## Stored data
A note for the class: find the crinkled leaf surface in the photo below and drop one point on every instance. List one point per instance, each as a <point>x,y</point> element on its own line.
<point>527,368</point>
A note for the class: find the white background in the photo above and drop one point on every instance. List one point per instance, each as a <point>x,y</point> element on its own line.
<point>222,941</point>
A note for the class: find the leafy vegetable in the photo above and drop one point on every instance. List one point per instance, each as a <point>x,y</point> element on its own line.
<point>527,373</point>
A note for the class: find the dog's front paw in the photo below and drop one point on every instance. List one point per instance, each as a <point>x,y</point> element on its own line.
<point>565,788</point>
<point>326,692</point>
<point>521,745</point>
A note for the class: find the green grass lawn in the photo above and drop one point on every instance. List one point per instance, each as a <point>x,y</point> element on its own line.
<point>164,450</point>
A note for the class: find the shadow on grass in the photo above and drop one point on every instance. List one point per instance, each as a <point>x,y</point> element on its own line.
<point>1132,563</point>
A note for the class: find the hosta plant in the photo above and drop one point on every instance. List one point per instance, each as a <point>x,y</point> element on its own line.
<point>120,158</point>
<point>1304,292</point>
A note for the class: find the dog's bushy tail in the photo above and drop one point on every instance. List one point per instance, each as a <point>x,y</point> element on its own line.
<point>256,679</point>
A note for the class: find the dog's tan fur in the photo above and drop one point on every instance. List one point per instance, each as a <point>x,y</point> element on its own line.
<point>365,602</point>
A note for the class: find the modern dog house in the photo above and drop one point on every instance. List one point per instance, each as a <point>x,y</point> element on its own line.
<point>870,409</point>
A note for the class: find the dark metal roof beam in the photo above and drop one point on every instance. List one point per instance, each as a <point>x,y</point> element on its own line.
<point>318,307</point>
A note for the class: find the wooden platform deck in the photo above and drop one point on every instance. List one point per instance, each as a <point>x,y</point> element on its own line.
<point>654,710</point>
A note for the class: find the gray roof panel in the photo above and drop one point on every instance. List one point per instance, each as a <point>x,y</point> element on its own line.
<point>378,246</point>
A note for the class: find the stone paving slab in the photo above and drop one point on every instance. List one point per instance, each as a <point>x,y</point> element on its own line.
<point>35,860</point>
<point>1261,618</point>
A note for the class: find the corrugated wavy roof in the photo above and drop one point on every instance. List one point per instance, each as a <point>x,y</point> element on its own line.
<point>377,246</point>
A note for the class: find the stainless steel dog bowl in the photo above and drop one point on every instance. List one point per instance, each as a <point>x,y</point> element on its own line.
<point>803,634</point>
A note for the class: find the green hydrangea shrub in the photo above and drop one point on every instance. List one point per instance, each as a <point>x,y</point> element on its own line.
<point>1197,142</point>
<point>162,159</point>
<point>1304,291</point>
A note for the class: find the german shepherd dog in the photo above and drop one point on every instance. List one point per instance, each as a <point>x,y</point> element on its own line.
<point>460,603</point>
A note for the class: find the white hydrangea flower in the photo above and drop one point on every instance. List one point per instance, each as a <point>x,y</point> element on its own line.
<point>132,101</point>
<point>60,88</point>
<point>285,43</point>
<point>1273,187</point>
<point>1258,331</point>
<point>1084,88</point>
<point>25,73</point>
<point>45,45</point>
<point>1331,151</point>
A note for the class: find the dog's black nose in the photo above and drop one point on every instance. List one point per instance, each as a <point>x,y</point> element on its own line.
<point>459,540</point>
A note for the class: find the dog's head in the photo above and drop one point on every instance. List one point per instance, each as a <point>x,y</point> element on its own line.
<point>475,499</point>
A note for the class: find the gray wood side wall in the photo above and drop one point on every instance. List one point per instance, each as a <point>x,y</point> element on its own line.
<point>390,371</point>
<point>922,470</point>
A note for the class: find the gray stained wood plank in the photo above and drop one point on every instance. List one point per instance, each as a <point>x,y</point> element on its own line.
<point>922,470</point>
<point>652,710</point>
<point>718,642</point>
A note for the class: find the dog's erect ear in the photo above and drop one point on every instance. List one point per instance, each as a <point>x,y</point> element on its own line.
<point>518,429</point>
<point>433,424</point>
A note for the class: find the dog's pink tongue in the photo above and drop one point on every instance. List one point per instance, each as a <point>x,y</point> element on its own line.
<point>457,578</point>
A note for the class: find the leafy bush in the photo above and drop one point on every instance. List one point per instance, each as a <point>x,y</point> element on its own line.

## Aim of the exercise
Copy out every one of the lines above, word for word and in the same order.

## Answer to the task
A note for the class: find the crinkled leaf surface in the photo below and drop one point on every instance. List one point per instance, each as a <point>x,y</point> element on its own line.
<point>527,368</point>
A note for the class: find the white background in the photo above and drop one point on every instance. List one point per instance, each as a <point>x,y</point> element on its own line.
<point>222,941</point>
A note for the class: find the leafy vegetable in the photo above and drop one point on every instance. List one point per instance, each as a <point>x,y</point> element on its own line.
<point>527,373</point>
A note for the class: find the dog's front paw in the photo below and drop one point on every instance. List one point per instance, each as a <point>x,y</point> element on its own line.
<point>565,788</point>
<point>326,692</point>
<point>521,745</point>
A note for the class: find the green grass lawn in the photo above and drop one point on every instance. List one point per instance, each as a <point>x,y</point> element on its own line.
<point>164,450</point>
A note for the class: find the shadow on grass in the photo above and drop one point on every instance. List one point per instance, each as a <point>x,y</point> element on its own line.
<point>1132,563</point>
A note for the class: find the hosta plant in the photo above and drop one point on every instance. List one point per instance, each as a <point>x,y</point> element on its own line.
<point>120,158</point>
<point>1304,292</point>
A note for the class: find the dog's bushy tail in the photo above and drop one point on every instance. List one point per instance, each as a <point>x,y</point> element on its own line.
<point>256,679</point>
A note for the class: find the dog's tan fur in the photo above and drop one point on every instance. List one point per instance, each as a <point>x,y</point> element on its own line.
<point>365,602</point>
A note for the class: find the modern dog house in the photo above and drop one point on every instance. List one point per instance, each as a <point>x,y</point> element on its own line.
<point>870,409</point>
A note for the class: find the dark metal roof beam in the photo above and drop one point on every instance. List one point per instance, each as a <point>x,y</point> element on its own line.
<point>318,307</point>
A note for the class: find the wooden platform deck in the photo above and drop one point on every instance. List one point per instance, each as a <point>x,y</point> element on its own line.
<point>654,710</point>
A note for the class: find the gray roof panel in the photo above and drop one point on every instance. List one point per instance, each as a <point>x,y</point> element on its own line.
<point>378,246</point>
A note for the class: find the stone paving slab in the photo above and drop one point on every instance. List one point per instance, each as a <point>x,y</point> element on its own line.
<point>35,860</point>
<point>1261,618</point>
A note for the class: find the corrugated wavy roof in the photo above and drop one point on every instance. List one point per instance, each as a <point>x,y</point> element on its own line.
<point>377,246</point>
A note for the class: find the stainless steel dog bowl in the photo above and drop one point on every instance. List one point per instance, each as a <point>x,y</point> element on its own line.
<point>803,634</point>
A note for the class: find the green hydrangea shrub in the photo above and drop one point on every instance. List one point per instance, each as a <point>x,y</point> element on its own line.
<point>1197,142</point>
<point>162,159</point>
<point>1304,291</point>
A note for the class: find the german shepherd dog in the photo above and drop one point on every instance. List one point per instance, each as a <point>x,y</point> element on its own line.
<point>460,603</point>
A note for the class: find the white hydrangea flower in the photo above and drop one point on every instance. List one point per instance, each as a <point>x,y</point> element on its own line.
<point>132,101</point>
<point>60,88</point>
<point>285,43</point>
<point>1273,187</point>
<point>1258,331</point>
<point>1084,88</point>
<point>25,73</point>
<point>45,45</point>
<point>1331,151</point>
A note for the class: find the dog's black nose in the photo above and drop one point on every instance. List one point per instance, each as a <point>x,y</point> element on its own line.
<point>459,540</point>
A note for the class: find the dog's head in the photo above and drop one point on every instance. List one point per instance, each as a <point>x,y</point> element on its own line.
<point>475,499</point>
A note for the class: find the gray wood side wall in the photo above and drop one point on every instance. List one point per instance, each as a <point>x,y</point> element on its own line.
<point>390,371</point>
<point>922,470</point>
A note for the class: find the gray stained wood plank in the photo above and drop one point on every instance. List one point per instance, each as a <point>x,y</point> element on its own line.
<point>922,470</point>
<point>652,710</point>
<point>718,642</point>
A note for the class: find the dog's erect ear in the photo above and drop one point on every instance. List one point per instance, each as a <point>x,y</point> element on its own line.
<point>518,429</point>
<point>433,424</point>
A note for the class: find the dog's pink tongue in the photo above and drop one point on every instance. List one point per instance, each as a <point>x,y</point> element on its own line.
<point>457,578</point>
A note for the class: find the leafy bush in the photo above and drop one point on every instance. List one point per instance, each as a <point>x,y</point> element on its own line.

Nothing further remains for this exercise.